Aim of the task:
Write out exactly the lines from the one containing "Guideline: for each instance of the dormer" through the last line of the records below, including both.

Dataset entries
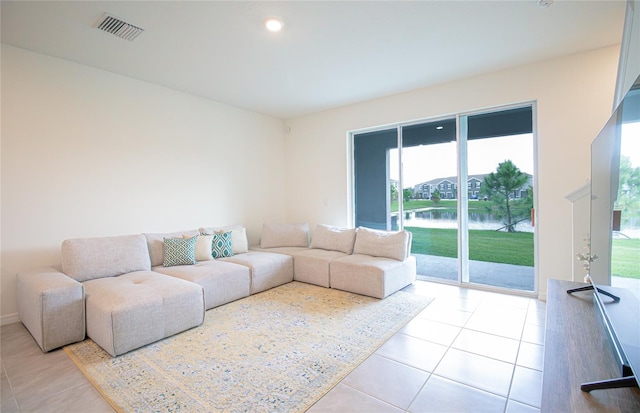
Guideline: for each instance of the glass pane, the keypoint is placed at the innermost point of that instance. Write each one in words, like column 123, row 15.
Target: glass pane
column 375, row 180
column 429, row 159
column 500, row 189
column 625, row 248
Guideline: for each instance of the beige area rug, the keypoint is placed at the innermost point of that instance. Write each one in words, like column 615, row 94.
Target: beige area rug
column 277, row 351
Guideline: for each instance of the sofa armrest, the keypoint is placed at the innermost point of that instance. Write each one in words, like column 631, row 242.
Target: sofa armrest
column 51, row 306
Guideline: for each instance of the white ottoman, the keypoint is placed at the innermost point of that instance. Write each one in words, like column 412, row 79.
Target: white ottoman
column 138, row 308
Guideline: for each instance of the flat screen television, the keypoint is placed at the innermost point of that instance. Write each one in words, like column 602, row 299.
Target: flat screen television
column 619, row 308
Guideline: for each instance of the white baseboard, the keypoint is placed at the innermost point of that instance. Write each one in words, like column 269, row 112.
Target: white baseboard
column 9, row 319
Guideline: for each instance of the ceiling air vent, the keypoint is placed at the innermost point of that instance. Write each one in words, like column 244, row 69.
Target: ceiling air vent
column 117, row 27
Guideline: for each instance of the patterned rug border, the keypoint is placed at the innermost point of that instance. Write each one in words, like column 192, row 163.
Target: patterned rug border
column 420, row 303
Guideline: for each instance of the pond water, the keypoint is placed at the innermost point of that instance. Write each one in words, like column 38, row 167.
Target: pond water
column 440, row 218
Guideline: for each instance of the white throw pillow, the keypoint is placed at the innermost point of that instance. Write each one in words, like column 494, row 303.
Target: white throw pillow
column 285, row 235
column 389, row 244
column 203, row 246
column 333, row 239
column 239, row 243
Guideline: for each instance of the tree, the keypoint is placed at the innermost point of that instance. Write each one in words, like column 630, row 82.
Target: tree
column 394, row 192
column 435, row 197
column 629, row 189
column 407, row 194
column 499, row 187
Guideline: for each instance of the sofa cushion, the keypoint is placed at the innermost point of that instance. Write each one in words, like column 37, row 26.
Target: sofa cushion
column 203, row 246
column 88, row 258
column 155, row 244
column 239, row 242
column 312, row 265
column 267, row 270
column 285, row 235
column 376, row 243
column 179, row 251
column 373, row 276
column 221, row 246
column 222, row 281
column 333, row 239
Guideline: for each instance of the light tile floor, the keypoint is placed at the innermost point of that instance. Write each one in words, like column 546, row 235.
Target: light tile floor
column 468, row 351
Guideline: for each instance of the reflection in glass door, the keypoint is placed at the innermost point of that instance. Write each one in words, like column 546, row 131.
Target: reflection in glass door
column 447, row 186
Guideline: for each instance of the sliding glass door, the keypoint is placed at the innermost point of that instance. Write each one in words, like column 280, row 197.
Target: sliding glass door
column 444, row 180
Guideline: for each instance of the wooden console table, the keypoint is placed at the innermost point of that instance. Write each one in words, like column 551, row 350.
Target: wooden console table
column 577, row 350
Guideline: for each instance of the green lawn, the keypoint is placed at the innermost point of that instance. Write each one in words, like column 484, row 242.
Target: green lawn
column 625, row 258
column 491, row 246
column 512, row 248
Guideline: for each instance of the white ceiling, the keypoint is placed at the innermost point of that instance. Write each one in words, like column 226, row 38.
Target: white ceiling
column 330, row 54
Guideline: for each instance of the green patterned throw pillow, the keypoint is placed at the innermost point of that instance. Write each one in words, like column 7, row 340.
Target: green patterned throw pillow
column 221, row 245
column 179, row 251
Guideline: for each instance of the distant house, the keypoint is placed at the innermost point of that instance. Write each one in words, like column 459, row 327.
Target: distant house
column 448, row 187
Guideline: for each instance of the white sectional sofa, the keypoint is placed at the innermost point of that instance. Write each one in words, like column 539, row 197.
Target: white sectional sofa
column 129, row 291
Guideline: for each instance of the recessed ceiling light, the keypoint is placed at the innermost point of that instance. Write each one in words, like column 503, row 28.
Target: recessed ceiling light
column 273, row 24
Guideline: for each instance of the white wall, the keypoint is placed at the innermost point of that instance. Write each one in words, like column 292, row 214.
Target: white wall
column 574, row 97
column 87, row 153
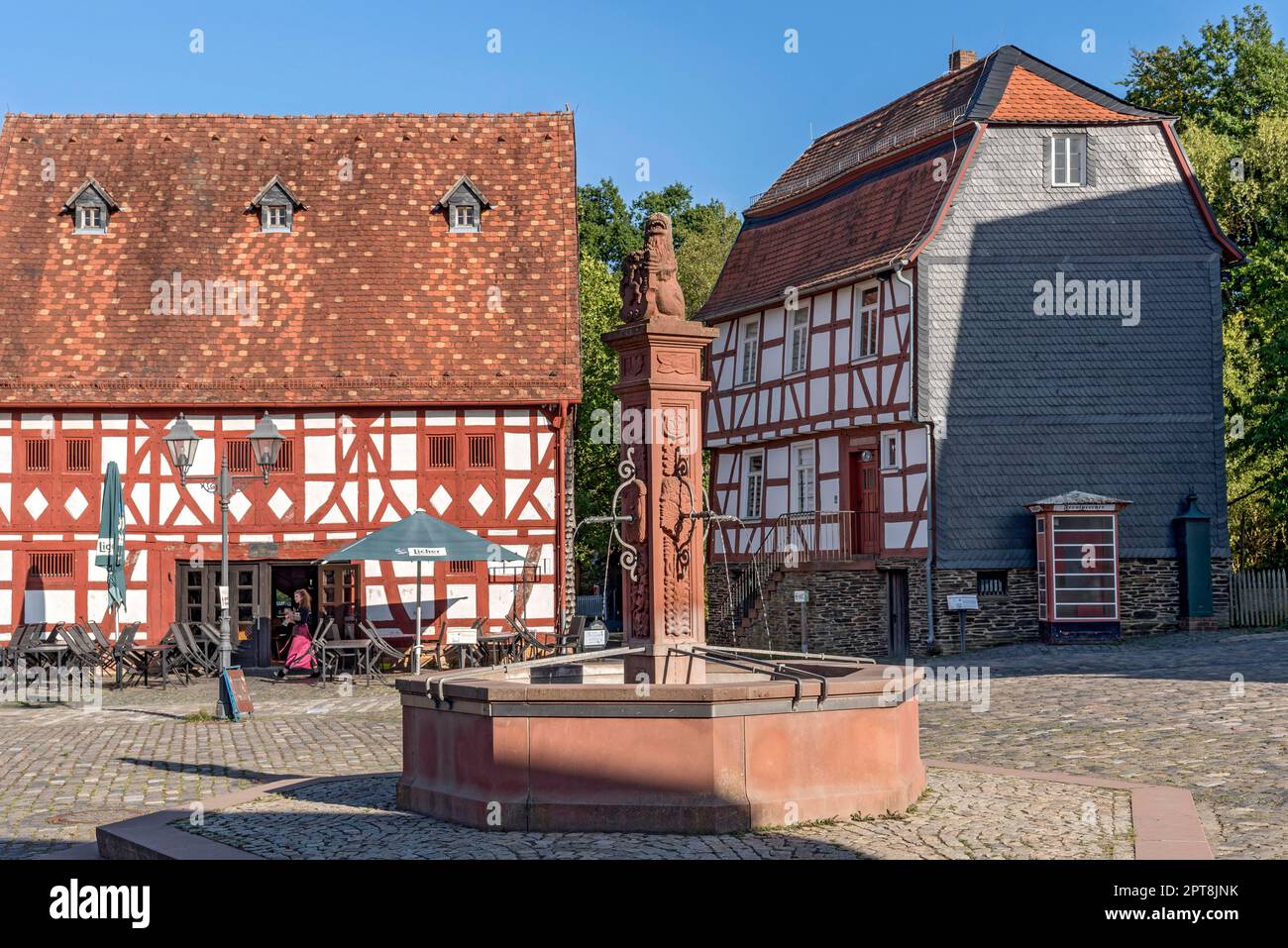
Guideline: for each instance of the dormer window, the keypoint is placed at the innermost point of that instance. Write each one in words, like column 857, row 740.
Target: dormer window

Response to the exercise:
Guideline: for each instance of the dormer window, the keypoint is placed at the innermost point of that instance. Write each one in words, like column 857, row 740.
Target: dormer window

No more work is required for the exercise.